▶ **OBIETTIVO 1**
Per favore, riporta parola per parola il passo dell'articolo sulla statua di Bruce Lee a Mostar, tutto da "Un’idea di giustizia" fino a "tutta l’ex Jugoslavia.".

Rubata e sparita a Mostar la statua di Bruce Lee, simbolo anti nazionalista
L’opera era stata eretta nel 2005 per trovare almeno un punto in comune tra bosgnacchi e croati in un Paese ancora dilaniato dalle divisioni

MOSTAR «È scomparso Bruce Lee», si sente dire in città, a Mostar, con tanta gente commossa che va ad accendere poi un cero alla memoria. Ma non si tratta di un vecchio articolo di giornale, dedicato al decesso della star del cinema e delle arti marziali, avvenuto nel lontano 1973 a Hong Kong, bensì dei contorni di una notizia che sta facendo discutere in questi giorni i Balcani. E la Bosnia in particolare. È infatti proprio la Bosnia, per la precisione Mostar, a essere teatro di un vero e proprio giallo: la sparizione, per mano di ignoti, di uno storico monumento a Bruce Lee, il primo al mondo a lui dedicato, collocato fino a qualche giorno fa nel parco principale della città bosniaca, durante e anche dopo la guerra ancora divisa da profonde linee etniche, tra croati e bosgnacchi musulmani.
Un passo indietro
Ma che ci faceva, Bruce Lee, a Mostar? Per capirlo, bisogna andare indietro al novembre 2005, l’anno in cui la statua di Bruce Lee, a grandezza reale e in posa da combattimento di Kung fu, alta quasi un metro e settanta, fu piazzata nel centro della città, due anni dopo la ricostruzione e la riapertura dello storico ponte, abbattuto durante la guerra dalle forze croato-bosniache. Ma un ponte può anche non collegare realmente una Mostar che rimaneva – e per certi versi ancora rimane - divisa tra croati e bosgnacchi, ognuno serrato nel proprio nazionalismo, una storia conflittuale e una memoria non condivisa. Da qui l’idea dei giovani dello “Urban Pokret” (Movimento urbano) che, sostenuti dall’ambasciata tedesca e dalla Cina, collocarono una nuova opera iconica, la statua di bronzo di Lee, opera dello scultore croato Ivan Fioljoc, nel parco nella parte occidentale di Mostar, su un piedistallo con l’iscrizione «A Bruce Lee, la tua Mostar», richiamandosi a un simbolo “forestiero” nella lotta per la giustizia.
Un’idea di giustizia universale
«Saremo sempre musulmani, serbi o croati, ma una cosa abbiamo in comune, Bruce Lee», disse ai tempi Veselin Gatalo, una delle anime del movimento giovanile, “padre” del Lee di Mostar. Quel monumento, aveva aggiunto, e è un «tentativo di mettere in discussione simboli vecchi e nuovi», ma anche un modo per diffondere una idea di «giustizia universale, del buono che può vincere», con un personaggio amatissimo in tutta l’ex Jugoslavia.

▶ **OBIETTIVO 2**
Conta quante righe qui sotto contengono la stringa "branch", tenendo conto di maiuscole e minuscole. Rispondi solo con il numero.

▶ **RIGHE DEL DATASET**
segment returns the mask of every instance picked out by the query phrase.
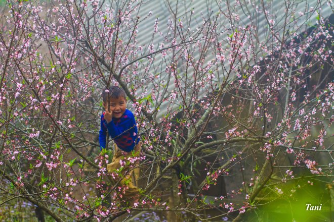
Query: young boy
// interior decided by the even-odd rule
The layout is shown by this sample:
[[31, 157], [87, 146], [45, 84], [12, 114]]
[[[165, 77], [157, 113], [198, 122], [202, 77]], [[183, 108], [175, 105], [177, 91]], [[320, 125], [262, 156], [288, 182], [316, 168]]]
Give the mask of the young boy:
[[[120, 173], [124, 177], [119, 184], [127, 186], [129, 189], [126, 191], [123, 198], [130, 202], [136, 202], [138, 201], [139, 193], [138, 188], [132, 184], [129, 164], [121, 165], [122, 161], [126, 161], [123, 160], [124, 159], [127, 159], [130, 156], [137, 156], [140, 153], [141, 144], [135, 117], [126, 108], [126, 95], [123, 89], [118, 86], [111, 86], [108, 90], [102, 92], [102, 99], [105, 112], [101, 117], [101, 130], [99, 137], [100, 149], [102, 150], [106, 148], [107, 130], [115, 143], [114, 156], [111, 162], [107, 165], [107, 169], [112, 173], [120, 169], [121, 166], [123, 167]], [[110, 99], [110, 112], [108, 108], [108, 99]], [[133, 156], [133, 150], [134, 150]]]

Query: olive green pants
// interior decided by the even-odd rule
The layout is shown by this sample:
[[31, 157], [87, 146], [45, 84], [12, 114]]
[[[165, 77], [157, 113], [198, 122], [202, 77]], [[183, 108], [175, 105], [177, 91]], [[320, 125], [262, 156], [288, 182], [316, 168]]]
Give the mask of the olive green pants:
[[[127, 161], [129, 157], [138, 156], [140, 154], [141, 148], [141, 143], [135, 147], [135, 152], [125, 152], [119, 149], [116, 144], [115, 144], [115, 152], [112, 157], [111, 162], [107, 165], [107, 169], [110, 173], [112, 173], [115, 171], [120, 169], [121, 165], [120, 160]], [[135, 165], [136, 164], [133, 164]], [[117, 172], [118, 174], [122, 175], [123, 178], [119, 181], [119, 186], [126, 186], [129, 188], [126, 190], [125, 193], [123, 195], [123, 198], [124, 200], [135, 198], [136, 196], [139, 193], [138, 188], [134, 186], [132, 183], [132, 172], [133, 170], [129, 169], [129, 164], [126, 163], [122, 166], [123, 168], [120, 172]]]

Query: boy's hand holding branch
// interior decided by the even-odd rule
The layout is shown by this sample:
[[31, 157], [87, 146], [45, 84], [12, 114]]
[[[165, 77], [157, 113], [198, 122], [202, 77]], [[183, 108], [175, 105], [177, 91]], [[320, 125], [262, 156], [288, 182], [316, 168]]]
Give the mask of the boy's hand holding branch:
[[107, 123], [109, 123], [111, 121], [112, 118], [112, 111], [109, 111], [109, 108], [106, 109], [106, 112], [104, 113], [104, 119], [107, 121]]

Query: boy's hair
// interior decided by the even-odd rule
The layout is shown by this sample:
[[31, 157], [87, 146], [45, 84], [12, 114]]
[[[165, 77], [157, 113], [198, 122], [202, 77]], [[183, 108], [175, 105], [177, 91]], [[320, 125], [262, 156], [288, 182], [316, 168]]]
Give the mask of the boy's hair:
[[[108, 102], [108, 92], [106, 92], [107, 89], [105, 89], [102, 91], [102, 100], [103, 102]], [[122, 97], [124, 99], [127, 99], [127, 95], [124, 89], [116, 86], [111, 86], [109, 87], [109, 95], [110, 98], [113, 99], [117, 99], [119, 97]]]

▶ **OUTPUT COMPLETO 1**
Un’idea di giustizia universale
«Saremo sempre musulmani, serbi o croati, ma una cosa abbiamo in comune, Bruce Lee», disse ai tempi Veselin Gatalo, una delle anime del movimento giovanile, “padre” del Lee di Mostar. Quel monumento, aveva aggiunto, e è un «tentativo di mettere in discussione simboli vecchi e nuovi», ma anche un modo per diffondere una idea di «giustizia universale, del buono che può vincere», con un personaggio amatissimo in tutta l’ex Jugoslavia.

▶ **OUTPUT COMPLETO 2**
2